The problem – Repeat precisely, and only, the lines between the line containing "Would you mind pointing to the forested" and the end of the listing below, both ends included.
:: Records to process ::
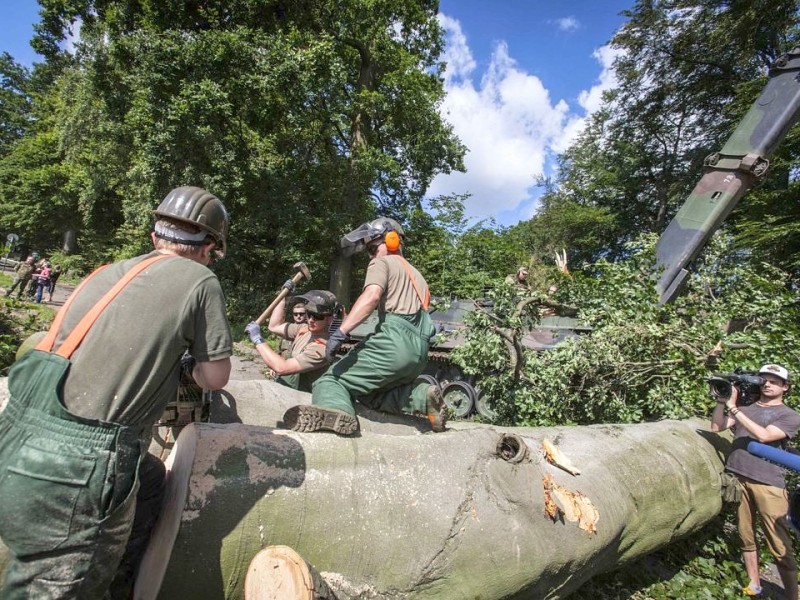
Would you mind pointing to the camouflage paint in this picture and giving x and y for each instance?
(731, 173)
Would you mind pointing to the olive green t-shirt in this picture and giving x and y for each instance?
(307, 349)
(400, 296)
(127, 367)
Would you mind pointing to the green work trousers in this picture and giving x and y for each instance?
(381, 371)
(67, 488)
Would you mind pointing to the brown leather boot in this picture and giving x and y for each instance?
(307, 418)
(436, 408)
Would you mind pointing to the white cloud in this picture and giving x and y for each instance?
(591, 99)
(510, 125)
(568, 24)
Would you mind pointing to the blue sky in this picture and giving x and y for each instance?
(522, 77)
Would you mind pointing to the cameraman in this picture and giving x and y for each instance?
(769, 421)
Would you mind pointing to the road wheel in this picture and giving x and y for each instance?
(459, 397)
(483, 408)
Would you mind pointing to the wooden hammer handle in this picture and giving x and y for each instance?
(284, 292)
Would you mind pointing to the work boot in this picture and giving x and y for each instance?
(436, 408)
(752, 590)
(307, 418)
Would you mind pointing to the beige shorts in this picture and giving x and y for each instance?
(772, 504)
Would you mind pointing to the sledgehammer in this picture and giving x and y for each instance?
(302, 273)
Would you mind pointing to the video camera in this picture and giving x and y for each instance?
(747, 382)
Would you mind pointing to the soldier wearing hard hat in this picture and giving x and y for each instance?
(381, 371)
(74, 435)
(307, 360)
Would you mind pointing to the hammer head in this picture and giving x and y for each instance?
(302, 270)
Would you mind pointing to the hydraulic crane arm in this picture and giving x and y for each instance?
(730, 173)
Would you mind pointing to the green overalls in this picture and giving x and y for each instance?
(67, 484)
(381, 371)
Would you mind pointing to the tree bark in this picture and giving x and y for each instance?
(400, 513)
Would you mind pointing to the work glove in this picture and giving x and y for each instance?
(253, 329)
(336, 339)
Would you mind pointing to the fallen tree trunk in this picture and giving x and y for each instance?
(462, 514)
(475, 512)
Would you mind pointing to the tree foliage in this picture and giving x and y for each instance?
(688, 70)
(641, 361)
(306, 118)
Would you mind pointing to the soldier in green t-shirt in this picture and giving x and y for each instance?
(79, 492)
(307, 358)
(22, 275)
(381, 372)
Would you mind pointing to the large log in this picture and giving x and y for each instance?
(401, 513)
(455, 515)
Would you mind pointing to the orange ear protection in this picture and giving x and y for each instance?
(392, 241)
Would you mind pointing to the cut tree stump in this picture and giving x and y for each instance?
(280, 573)
(475, 513)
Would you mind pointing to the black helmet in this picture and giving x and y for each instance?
(196, 206)
(358, 239)
(321, 302)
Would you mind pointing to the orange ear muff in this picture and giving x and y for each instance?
(392, 241)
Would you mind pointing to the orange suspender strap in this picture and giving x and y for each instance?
(50, 339)
(427, 299)
(76, 336)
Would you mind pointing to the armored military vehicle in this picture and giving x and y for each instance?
(461, 391)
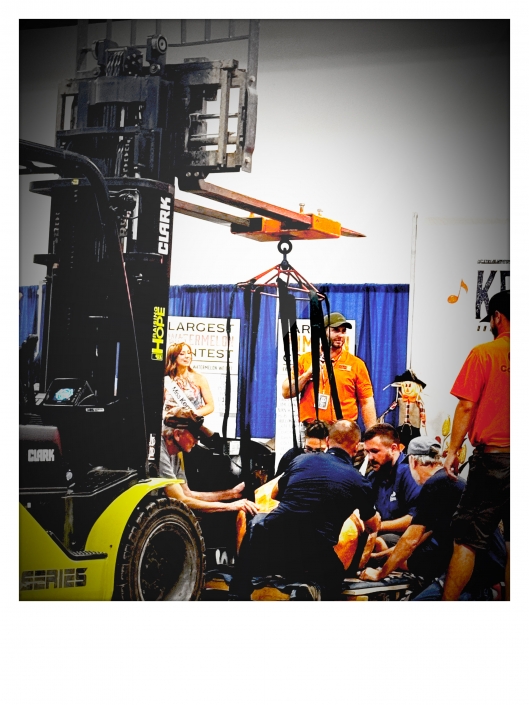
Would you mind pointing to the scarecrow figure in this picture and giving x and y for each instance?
(412, 414)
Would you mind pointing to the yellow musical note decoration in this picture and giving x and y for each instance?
(452, 299)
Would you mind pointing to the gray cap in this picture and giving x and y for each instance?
(335, 320)
(424, 445)
(499, 302)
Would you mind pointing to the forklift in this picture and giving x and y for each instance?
(95, 520)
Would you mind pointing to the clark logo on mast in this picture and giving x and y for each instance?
(164, 231)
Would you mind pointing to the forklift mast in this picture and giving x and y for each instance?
(126, 129)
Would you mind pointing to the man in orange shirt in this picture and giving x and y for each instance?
(352, 381)
(483, 390)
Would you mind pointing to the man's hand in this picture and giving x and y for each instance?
(236, 491)
(451, 465)
(371, 574)
(246, 505)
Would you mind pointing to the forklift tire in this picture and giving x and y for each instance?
(161, 555)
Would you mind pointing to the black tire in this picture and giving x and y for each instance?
(161, 555)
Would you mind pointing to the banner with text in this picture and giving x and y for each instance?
(208, 341)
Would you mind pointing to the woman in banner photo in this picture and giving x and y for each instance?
(183, 387)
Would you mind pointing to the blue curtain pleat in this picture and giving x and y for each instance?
(28, 311)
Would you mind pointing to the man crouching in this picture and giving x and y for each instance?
(296, 539)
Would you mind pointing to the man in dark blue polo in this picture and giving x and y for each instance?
(396, 491)
(296, 540)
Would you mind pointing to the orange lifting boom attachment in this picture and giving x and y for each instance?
(272, 223)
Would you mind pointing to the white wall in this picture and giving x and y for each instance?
(371, 121)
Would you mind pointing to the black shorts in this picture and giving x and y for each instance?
(485, 500)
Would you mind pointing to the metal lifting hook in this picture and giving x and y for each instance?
(285, 247)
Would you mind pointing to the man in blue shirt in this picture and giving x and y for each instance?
(296, 540)
(426, 546)
(396, 491)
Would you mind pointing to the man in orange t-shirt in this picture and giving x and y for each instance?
(352, 381)
(483, 410)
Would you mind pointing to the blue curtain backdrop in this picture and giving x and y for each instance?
(381, 315)
(380, 312)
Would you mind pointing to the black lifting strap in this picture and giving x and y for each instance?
(252, 305)
(227, 394)
(287, 314)
(317, 334)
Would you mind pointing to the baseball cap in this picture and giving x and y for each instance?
(499, 302)
(335, 320)
(424, 445)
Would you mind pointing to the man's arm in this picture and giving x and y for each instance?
(193, 501)
(400, 524)
(368, 411)
(407, 544)
(463, 416)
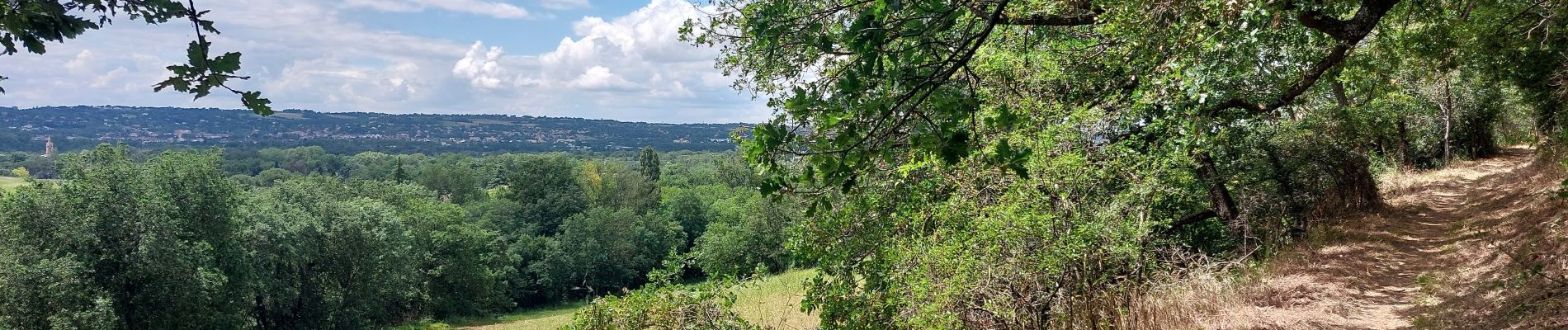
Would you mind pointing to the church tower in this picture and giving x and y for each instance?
(49, 146)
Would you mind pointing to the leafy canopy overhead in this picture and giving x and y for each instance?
(36, 22)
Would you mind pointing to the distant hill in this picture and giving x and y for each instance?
(80, 127)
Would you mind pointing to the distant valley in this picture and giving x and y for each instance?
(80, 127)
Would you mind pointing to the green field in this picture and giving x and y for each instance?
(770, 302)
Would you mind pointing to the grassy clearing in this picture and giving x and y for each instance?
(775, 300)
(772, 302)
(555, 316)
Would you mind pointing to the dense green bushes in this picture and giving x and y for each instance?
(176, 241)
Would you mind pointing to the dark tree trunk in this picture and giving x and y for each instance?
(1404, 146)
(1221, 197)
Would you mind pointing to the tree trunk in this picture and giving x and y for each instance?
(1448, 120)
(1221, 197)
(1404, 144)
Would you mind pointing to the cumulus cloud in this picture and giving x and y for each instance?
(480, 66)
(470, 7)
(601, 78)
(313, 55)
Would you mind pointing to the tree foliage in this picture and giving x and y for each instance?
(36, 22)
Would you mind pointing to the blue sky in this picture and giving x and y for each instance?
(568, 59)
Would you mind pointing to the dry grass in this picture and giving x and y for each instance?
(775, 300)
(772, 302)
(1440, 255)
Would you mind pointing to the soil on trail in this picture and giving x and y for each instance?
(1474, 246)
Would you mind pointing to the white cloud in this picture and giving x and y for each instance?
(480, 68)
(499, 10)
(308, 54)
(562, 5)
(601, 78)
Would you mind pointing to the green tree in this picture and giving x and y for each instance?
(452, 179)
(137, 246)
(602, 251)
(648, 163)
(327, 258)
(750, 235)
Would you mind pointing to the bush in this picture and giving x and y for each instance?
(747, 237)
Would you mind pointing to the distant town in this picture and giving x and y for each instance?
(78, 127)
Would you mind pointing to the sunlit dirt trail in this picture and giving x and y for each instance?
(1438, 255)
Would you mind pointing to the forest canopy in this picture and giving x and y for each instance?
(956, 163)
(1019, 163)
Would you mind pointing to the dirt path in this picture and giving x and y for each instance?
(1432, 258)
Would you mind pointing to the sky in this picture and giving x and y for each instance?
(564, 59)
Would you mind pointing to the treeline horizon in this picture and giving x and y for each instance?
(298, 238)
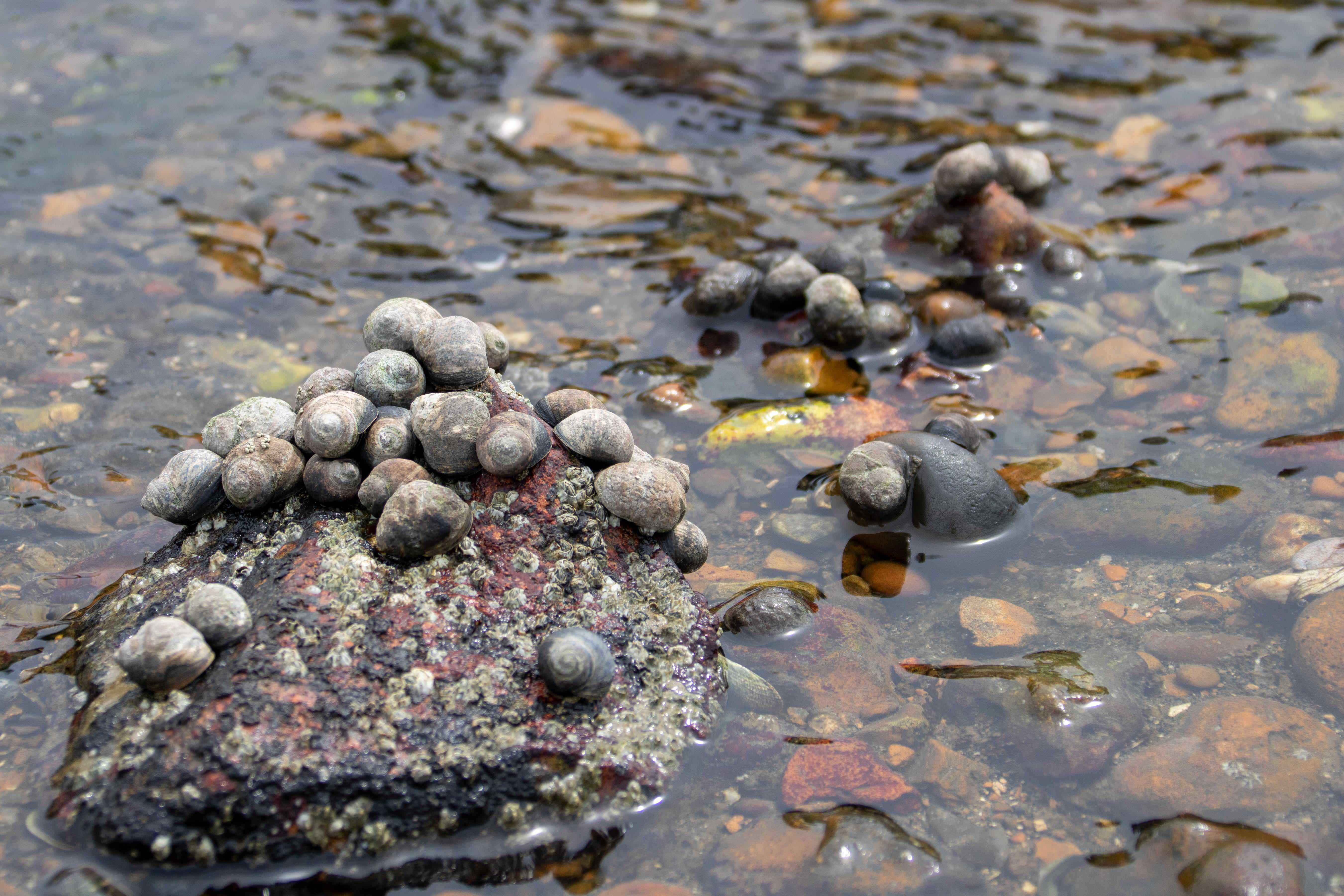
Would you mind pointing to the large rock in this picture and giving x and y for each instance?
(377, 703)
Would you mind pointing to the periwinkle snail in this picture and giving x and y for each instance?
(576, 663)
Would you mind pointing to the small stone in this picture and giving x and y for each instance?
(643, 494)
(253, 417)
(784, 287)
(996, 624)
(964, 172)
(561, 404)
(164, 655)
(220, 614)
(836, 314)
(422, 521)
(324, 379)
(726, 288)
(389, 377)
(385, 479)
(597, 434)
(1323, 553)
(687, 546)
(394, 324)
(968, 340)
(1197, 678)
(838, 259)
(1290, 534)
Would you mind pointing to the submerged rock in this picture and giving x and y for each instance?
(377, 702)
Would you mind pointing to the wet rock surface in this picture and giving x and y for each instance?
(375, 703)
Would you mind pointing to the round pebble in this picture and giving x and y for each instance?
(422, 521)
(218, 613)
(725, 288)
(597, 434)
(646, 495)
(394, 324)
(836, 314)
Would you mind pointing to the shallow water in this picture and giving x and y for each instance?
(202, 203)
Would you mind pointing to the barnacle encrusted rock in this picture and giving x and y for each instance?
(375, 703)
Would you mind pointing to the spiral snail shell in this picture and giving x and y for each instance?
(164, 655)
(513, 444)
(388, 437)
(252, 417)
(260, 472)
(187, 488)
(576, 663)
(394, 323)
(331, 424)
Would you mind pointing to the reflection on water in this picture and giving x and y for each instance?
(202, 202)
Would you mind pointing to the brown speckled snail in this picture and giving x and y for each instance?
(576, 663)
(331, 425)
(260, 472)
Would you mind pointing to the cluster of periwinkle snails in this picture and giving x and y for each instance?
(167, 653)
(381, 434)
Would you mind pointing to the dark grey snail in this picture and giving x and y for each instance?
(385, 479)
(187, 489)
(332, 424)
(253, 417)
(513, 444)
(447, 425)
(332, 480)
(164, 655)
(561, 404)
(218, 613)
(422, 521)
(389, 437)
(452, 351)
(260, 472)
(324, 379)
(389, 377)
(597, 434)
(394, 323)
(576, 663)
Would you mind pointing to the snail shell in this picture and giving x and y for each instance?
(164, 655)
(332, 424)
(332, 480)
(218, 613)
(447, 425)
(421, 521)
(576, 663)
(388, 437)
(253, 417)
(260, 472)
(187, 488)
(513, 444)
(386, 479)
(561, 404)
(324, 379)
(497, 347)
(394, 323)
(687, 546)
(452, 351)
(597, 434)
(389, 377)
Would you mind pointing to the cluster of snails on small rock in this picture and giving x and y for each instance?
(386, 436)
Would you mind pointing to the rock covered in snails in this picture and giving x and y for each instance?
(187, 489)
(331, 425)
(513, 444)
(248, 418)
(260, 472)
(218, 613)
(576, 663)
(422, 521)
(164, 655)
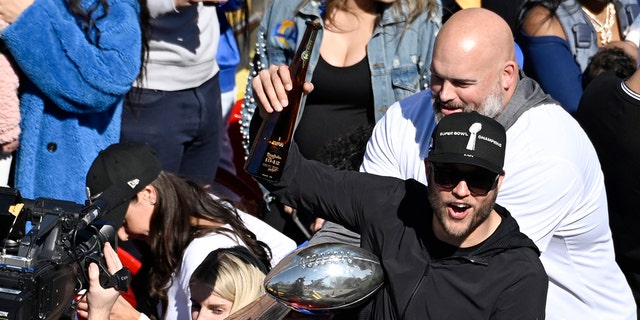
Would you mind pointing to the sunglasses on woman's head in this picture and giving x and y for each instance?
(479, 181)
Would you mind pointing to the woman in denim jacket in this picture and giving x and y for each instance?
(368, 55)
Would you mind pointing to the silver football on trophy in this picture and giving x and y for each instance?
(325, 277)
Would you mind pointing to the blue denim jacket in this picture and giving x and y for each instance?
(399, 57)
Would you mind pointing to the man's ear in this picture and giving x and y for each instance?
(499, 184)
(427, 167)
(509, 75)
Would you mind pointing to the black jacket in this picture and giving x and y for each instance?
(502, 278)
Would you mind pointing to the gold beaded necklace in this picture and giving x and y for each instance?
(604, 29)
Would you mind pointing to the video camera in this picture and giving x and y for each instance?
(46, 251)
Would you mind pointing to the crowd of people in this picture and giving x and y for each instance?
(495, 142)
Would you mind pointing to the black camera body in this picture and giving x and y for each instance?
(45, 255)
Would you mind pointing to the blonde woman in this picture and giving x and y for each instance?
(226, 280)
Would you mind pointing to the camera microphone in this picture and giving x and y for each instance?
(114, 196)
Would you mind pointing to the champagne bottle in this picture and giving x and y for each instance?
(271, 146)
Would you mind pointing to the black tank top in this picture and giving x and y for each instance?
(342, 100)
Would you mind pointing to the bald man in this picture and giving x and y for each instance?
(553, 183)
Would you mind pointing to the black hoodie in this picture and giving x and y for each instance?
(501, 278)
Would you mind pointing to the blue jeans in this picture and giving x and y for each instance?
(184, 127)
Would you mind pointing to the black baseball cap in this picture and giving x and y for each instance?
(127, 167)
(469, 138)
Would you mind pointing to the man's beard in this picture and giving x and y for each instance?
(480, 214)
(491, 106)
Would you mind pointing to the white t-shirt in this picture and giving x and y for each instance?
(554, 188)
(179, 303)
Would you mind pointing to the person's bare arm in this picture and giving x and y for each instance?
(538, 22)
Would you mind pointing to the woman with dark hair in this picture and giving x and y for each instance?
(178, 219)
(557, 38)
(78, 59)
(368, 55)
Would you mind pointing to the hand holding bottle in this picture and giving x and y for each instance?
(270, 89)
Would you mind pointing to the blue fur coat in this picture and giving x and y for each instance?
(71, 93)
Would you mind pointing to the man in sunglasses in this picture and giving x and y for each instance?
(554, 184)
(448, 251)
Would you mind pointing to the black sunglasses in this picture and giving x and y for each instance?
(479, 181)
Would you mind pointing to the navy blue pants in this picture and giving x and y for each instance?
(184, 127)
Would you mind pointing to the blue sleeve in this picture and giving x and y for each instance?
(549, 61)
(231, 5)
(78, 76)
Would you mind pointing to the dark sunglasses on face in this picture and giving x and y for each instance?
(479, 181)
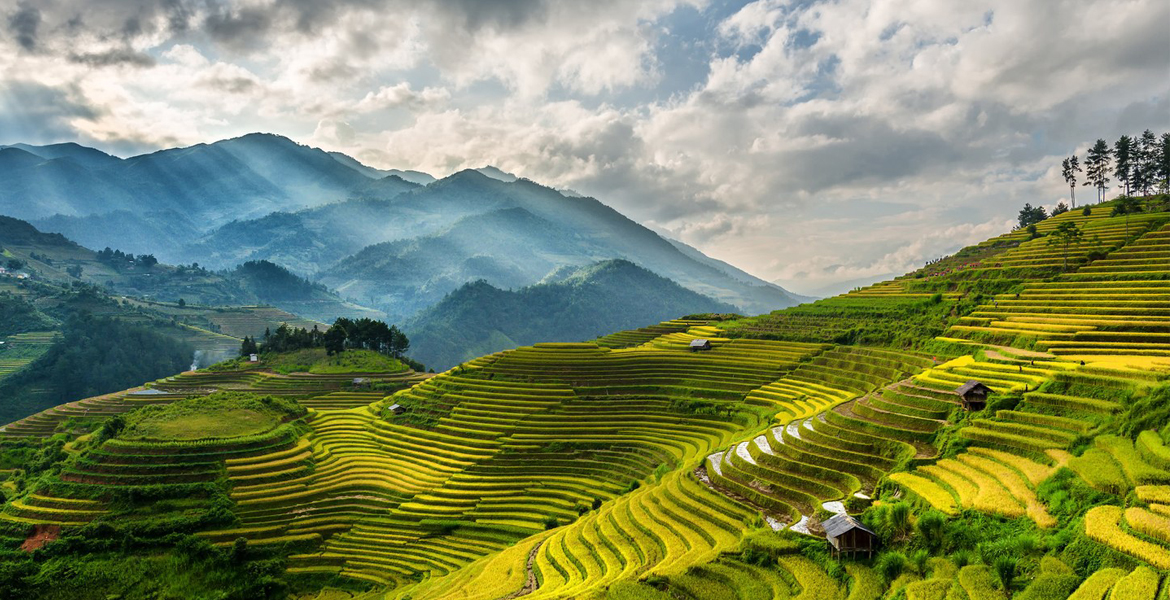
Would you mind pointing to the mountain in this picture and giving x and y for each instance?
(84, 156)
(414, 177)
(842, 287)
(497, 174)
(162, 232)
(54, 259)
(573, 469)
(211, 184)
(573, 305)
(374, 235)
(514, 248)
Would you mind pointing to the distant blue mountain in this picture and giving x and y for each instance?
(394, 240)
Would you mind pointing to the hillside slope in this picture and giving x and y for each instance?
(55, 259)
(634, 467)
(575, 305)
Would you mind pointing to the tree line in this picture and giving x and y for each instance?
(1140, 163)
(364, 333)
(118, 259)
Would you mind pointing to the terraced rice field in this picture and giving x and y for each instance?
(22, 349)
(558, 469)
(835, 436)
(1115, 305)
(253, 321)
(314, 391)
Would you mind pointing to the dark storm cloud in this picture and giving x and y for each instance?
(34, 112)
(23, 25)
(118, 56)
(246, 27)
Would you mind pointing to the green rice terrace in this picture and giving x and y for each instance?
(816, 453)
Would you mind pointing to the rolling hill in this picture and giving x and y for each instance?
(330, 218)
(634, 467)
(573, 304)
(53, 257)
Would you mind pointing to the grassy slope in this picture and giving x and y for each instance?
(459, 484)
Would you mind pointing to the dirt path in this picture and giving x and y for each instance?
(1016, 351)
(531, 585)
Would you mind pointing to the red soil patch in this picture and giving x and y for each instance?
(41, 536)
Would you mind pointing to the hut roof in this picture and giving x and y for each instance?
(149, 391)
(969, 386)
(841, 523)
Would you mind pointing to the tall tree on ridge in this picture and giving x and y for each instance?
(1164, 161)
(1127, 205)
(1123, 160)
(1068, 169)
(1096, 167)
(1146, 161)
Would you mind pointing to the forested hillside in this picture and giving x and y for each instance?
(577, 304)
(820, 452)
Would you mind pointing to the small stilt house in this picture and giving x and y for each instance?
(846, 533)
(700, 344)
(974, 395)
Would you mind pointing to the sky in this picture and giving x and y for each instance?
(806, 142)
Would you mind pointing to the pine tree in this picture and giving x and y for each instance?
(1123, 160)
(1146, 161)
(1068, 169)
(1164, 161)
(1096, 167)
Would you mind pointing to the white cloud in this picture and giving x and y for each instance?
(827, 139)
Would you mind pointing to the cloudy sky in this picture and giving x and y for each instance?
(807, 142)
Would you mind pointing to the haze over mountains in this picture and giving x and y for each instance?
(397, 241)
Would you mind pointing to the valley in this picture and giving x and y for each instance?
(694, 459)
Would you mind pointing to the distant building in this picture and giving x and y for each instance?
(846, 533)
(974, 395)
(700, 344)
(149, 391)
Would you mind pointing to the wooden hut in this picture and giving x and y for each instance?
(846, 533)
(700, 344)
(974, 395)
:::
Output of the task –
Would you mind pointing to the forested hillside in this picture and giving x and y for each instance?
(577, 304)
(820, 452)
Would you mind pointing to the small stilt house in this picture and giving x and y for each instance?
(846, 533)
(700, 344)
(974, 395)
Would you mind pointing to the sky in this picture and giving x and y for each instance?
(806, 142)
Would you mind pointing to the pine tree in this picture and giving x and y for each instance?
(1123, 160)
(1146, 161)
(1068, 169)
(1164, 161)
(1096, 167)
Would you mind pointing to the white cloud in this picture and giving x and y for each instance?
(827, 139)
Would you mind pointing to the cloudy sky in this picture and giving x and y for each instance?
(807, 142)
Would you mind pointing to the haze over mountains in this picture and giving x and y for each instance?
(397, 241)
Would you mind pointing to the valley in this picture and giving x and y for each instance?
(694, 459)
Would you mind pointing to the distant building in this picture and giving x and y for each instance?
(846, 533)
(974, 395)
(700, 344)
(149, 391)
Would you mind pointing to the wooden hut in this picture and giving x and y for each instance?
(846, 533)
(700, 344)
(974, 395)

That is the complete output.